[What you will do] Write out the stretch from the line that contains "Trace the outline of every instance of the **trash" through the end of the records, swapping every "vertex pairs" for "point pairs" and changing nothing else.

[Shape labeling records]
******

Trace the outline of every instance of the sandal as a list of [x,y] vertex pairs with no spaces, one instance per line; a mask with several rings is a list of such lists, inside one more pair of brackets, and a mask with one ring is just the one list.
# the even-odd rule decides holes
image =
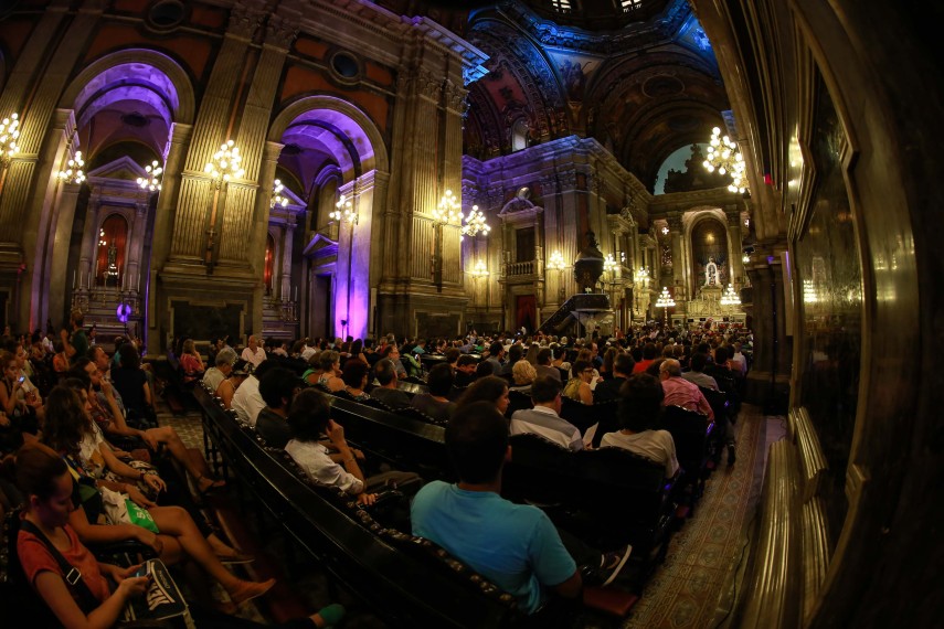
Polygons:
[[[208,493],[212,493],[214,491],[226,489],[226,481],[225,480],[213,479],[213,478],[210,478],[210,477],[203,476],[203,475],[200,475],[199,477],[197,477],[195,480],[197,480],[197,493],[199,493],[200,495],[206,495]],[[200,483],[203,482],[204,480],[209,480],[211,482],[205,488],[200,489]]]

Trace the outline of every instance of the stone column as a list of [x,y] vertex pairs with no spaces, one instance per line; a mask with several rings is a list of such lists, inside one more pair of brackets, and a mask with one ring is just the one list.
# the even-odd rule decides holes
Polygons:
[[[153,235],[151,236],[151,259],[141,260],[141,281],[138,290],[141,291],[144,302],[142,311],[149,330],[158,329],[157,303],[160,299],[157,278],[163,271],[165,264],[170,256],[171,243],[173,239],[173,225],[177,221],[177,199],[178,190],[181,184],[183,160],[185,159],[187,147],[190,143],[190,137],[193,134],[193,126],[174,122],[170,129],[170,138],[168,139],[163,177],[161,178],[161,190],[158,193],[157,205],[155,209],[155,226]],[[96,204],[96,212],[98,211]],[[95,221],[94,232],[92,234],[92,249],[86,249],[83,244],[83,252],[88,252],[93,256],[98,246],[98,226],[97,217]],[[87,225],[86,221],[86,225]],[[86,232],[87,234],[87,232]],[[83,241],[84,242],[84,241]],[[84,254],[83,254],[84,255]],[[93,263],[94,264],[94,263]],[[160,354],[163,351],[163,337],[159,333],[145,334],[148,343],[149,354]]]
[[729,281],[735,289],[744,286],[744,260],[741,248],[741,211],[736,206],[729,205],[724,209],[724,217],[728,218],[728,256],[731,259],[731,277]]
[[[269,18],[266,28],[262,56],[253,75],[253,88],[243,106],[240,131],[236,136],[236,145],[243,157],[242,166],[246,171],[244,177],[248,182],[261,179],[263,151],[265,138],[268,135],[273,103],[282,77],[282,68],[285,65],[285,56],[298,33],[297,23],[297,19],[275,14]],[[248,262],[251,249],[246,247],[246,234],[255,222],[256,212],[262,211],[265,214],[264,222],[268,222],[272,181],[268,181],[265,186],[262,183],[259,181],[258,186],[238,184],[229,186],[225,206],[220,211],[219,257],[223,265],[255,266]],[[259,196],[258,203],[256,203],[256,194]],[[259,274],[258,277],[262,278],[262,275]]]
[[[44,291],[49,296],[47,317],[59,321],[67,311],[66,296],[78,286],[78,279],[73,286],[72,274],[68,269],[68,242],[72,236],[72,223],[75,217],[75,204],[78,201],[79,185],[76,183],[63,184],[56,196],[56,224],[52,238],[52,250],[49,264],[49,274],[44,282]],[[40,319],[44,321],[44,319]]]
[[[262,4],[237,3],[230,13],[230,24],[223,38],[206,89],[200,100],[193,135],[181,173],[180,193],[174,215],[170,255],[174,260],[201,265],[208,245],[211,198],[214,189],[204,167],[211,161],[220,146],[226,141],[226,127],[233,108],[233,99],[245,68],[247,49],[263,19]],[[245,150],[246,147],[240,147]],[[166,171],[170,169],[166,168]],[[218,204],[222,214],[224,202]],[[219,234],[219,231],[216,231]],[[219,242],[219,241],[218,241]],[[256,329],[256,328],[254,328]]]

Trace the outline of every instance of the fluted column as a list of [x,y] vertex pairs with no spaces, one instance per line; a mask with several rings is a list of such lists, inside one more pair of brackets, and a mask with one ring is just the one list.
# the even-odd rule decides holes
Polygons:
[[[216,56],[181,173],[178,210],[174,216],[170,255],[172,258],[199,264],[208,245],[206,232],[213,228],[210,213],[214,189],[204,167],[227,139],[230,113],[245,68],[247,49],[263,18],[263,7],[237,3],[230,14],[223,46]],[[244,147],[240,147],[242,150]],[[224,199],[219,200],[218,214]],[[219,233],[219,231],[216,232]]]
[[[72,224],[75,217],[75,205],[78,201],[81,186],[75,183],[63,184],[56,196],[56,225],[50,250],[49,274],[44,291],[49,296],[47,317],[59,321],[66,313],[65,298],[75,287],[72,285],[72,274],[68,269],[68,242],[72,236]],[[76,286],[77,286],[76,279]]]
[[672,297],[676,301],[688,299],[688,290],[685,286],[685,260],[682,259],[682,225],[678,215],[668,216],[669,243],[672,247]]
[[[243,157],[242,166],[246,171],[244,177],[247,182],[259,180],[272,108],[285,65],[285,55],[298,33],[297,23],[297,17],[293,19],[275,14],[269,18],[266,26],[266,41],[253,75],[253,88],[243,106],[240,131],[236,135],[236,145]],[[221,264],[248,262],[246,233],[255,222],[255,212],[262,211],[265,214],[265,222],[268,221],[271,191],[272,183],[266,188],[262,186],[262,182],[258,186],[230,185],[225,207],[221,212]],[[259,196],[259,203],[256,203],[256,195]]]
[[744,260],[741,249],[741,212],[736,206],[724,209],[728,218],[728,256],[731,259],[731,281],[735,288],[744,285]]

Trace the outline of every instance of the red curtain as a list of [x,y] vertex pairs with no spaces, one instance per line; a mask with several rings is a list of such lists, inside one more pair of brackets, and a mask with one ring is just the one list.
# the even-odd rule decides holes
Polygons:
[[[108,248],[112,243],[118,249],[115,263],[118,265],[118,285],[125,276],[126,244],[128,242],[128,222],[120,214],[112,214],[98,231],[98,255],[95,256],[95,282],[105,282],[105,273],[108,270]],[[103,244],[104,243],[104,244]]]
[[275,260],[275,241],[272,234],[265,238],[265,294],[272,295],[272,269]]

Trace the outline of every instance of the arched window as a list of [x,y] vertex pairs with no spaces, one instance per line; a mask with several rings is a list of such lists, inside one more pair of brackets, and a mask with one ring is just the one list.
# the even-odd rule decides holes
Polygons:
[[265,237],[265,295],[272,296],[272,276],[275,269],[275,239],[272,234]]
[[128,222],[112,214],[98,228],[98,252],[95,255],[95,284],[121,286],[125,275]]

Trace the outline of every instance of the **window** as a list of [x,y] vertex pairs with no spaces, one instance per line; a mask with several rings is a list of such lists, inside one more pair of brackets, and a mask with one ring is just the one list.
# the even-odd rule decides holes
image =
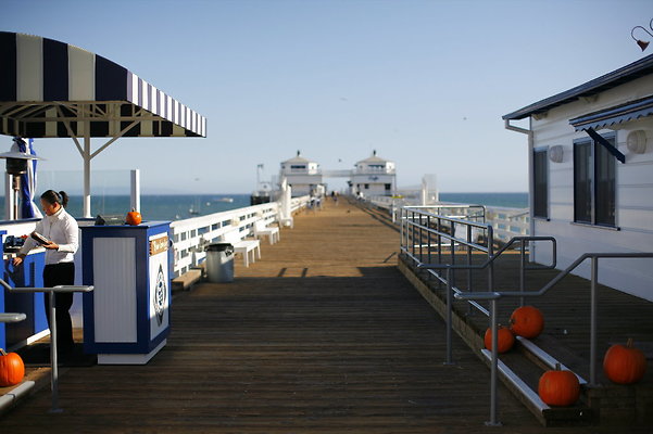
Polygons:
[[[615,135],[604,136],[613,146]],[[616,225],[616,162],[591,139],[574,142],[574,221]]]
[[537,149],[532,155],[533,191],[532,215],[549,218],[549,164],[547,163],[547,149]]

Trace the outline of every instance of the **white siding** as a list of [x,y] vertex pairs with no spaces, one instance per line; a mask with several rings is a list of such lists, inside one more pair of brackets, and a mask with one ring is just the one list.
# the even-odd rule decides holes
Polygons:
[[[549,217],[535,219],[533,235],[555,237],[558,243],[558,268],[566,268],[587,252],[653,252],[653,118],[615,126],[617,146],[626,155],[626,164],[616,164],[616,225],[619,230],[574,225],[574,155],[573,141],[586,138],[576,132],[569,119],[583,114],[653,94],[653,76],[638,78],[602,92],[594,100],[578,100],[549,111],[545,117],[532,119],[533,146],[562,145],[562,163],[549,164]],[[630,131],[644,130],[648,146],[644,154],[631,154],[626,148]],[[599,131],[612,132],[612,129]],[[532,176],[532,174],[530,175]],[[550,252],[536,251],[538,263],[549,263]],[[649,301],[653,301],[652,259],[605,259],[600,263],[599,280]],[[589,278],[589,261],[578,269]]]

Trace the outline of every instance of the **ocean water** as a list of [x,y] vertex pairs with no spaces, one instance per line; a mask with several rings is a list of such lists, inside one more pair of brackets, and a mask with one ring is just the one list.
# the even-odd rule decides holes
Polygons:
[[[234,202],[221,201],[225,197],[230,197]],[[0,204],[4,209],[3,196],[0,197]],[[249,194],[143,194],[140,196],[140,214],[143,220],[180,220],[242,208],[249,205]],[[74,217],[81,217],[81,196],[72,195],[66,209]],[[98,214],[125,215],[127,212],[129,212],[128,195],[91,196],[91,213],[93,216]]]
[[[234,202],[221,201],[225,197],[230,197]],[[528,193],[440,193],[440,201],[526,208],[528,207]],[[140,209],[143,220],[180,220],[242,208],[249,205],[249,194],[145,194],[140,196]],[[0,208],[4,209],[3,196],[0,196]],[[80,195],[71,196],[67,210],[75,217],[81,217]],[[98,214],[124,215],[129,210],[129,196],[91,196],[91,210],[93,216]]]
[[463,204],[528,208],[528,193],[440,193],[440,201]]

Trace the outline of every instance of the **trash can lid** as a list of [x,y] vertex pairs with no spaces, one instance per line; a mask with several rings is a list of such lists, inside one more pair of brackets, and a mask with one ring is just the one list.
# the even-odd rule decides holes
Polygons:
[[213,243],[206,246],[206,252],[224,252],[224,251],[234,251],[234,245],[231,243]]

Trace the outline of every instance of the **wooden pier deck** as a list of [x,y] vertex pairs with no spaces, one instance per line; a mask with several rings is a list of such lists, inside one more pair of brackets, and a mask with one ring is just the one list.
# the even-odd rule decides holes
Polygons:
[[168,345],[147,366],[71,368],[61,414],[41,390],[2,433],[608,433],[544,429],[397,269],[397,231],[328,203],[230,284],[175,297]]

******

[Written answer]
Trace the outline of every instance of the **trash can lid** as a list of [x,y] point pairs with no spaces, one instance per line; a mask with several rings is a list of such lists, inside one more pair of brackets, and a mask with one ring is just the one list.
# the even-odd rule decides holes
Polygons:
[[213,243],[206,246],[206,252],[224,252],[224,251],[234,251],[234,245],[231,243]]

Trace the outline of every instance of the **wooden pier deck** as a list of [x,y] point pairs with no spaces, one instance per line; a mask with several rings is a list of such lists, inside one more pair of brackets, and a mask with one ring is just the one list.
# the even-odd rule decides holes
Polygons:
[[168,345],[147,366],[71,368],[61,414],[41,390],[2,433],[608,433],[544,429],[397,269],[397,231],[328,203],[230,284],[175,297]]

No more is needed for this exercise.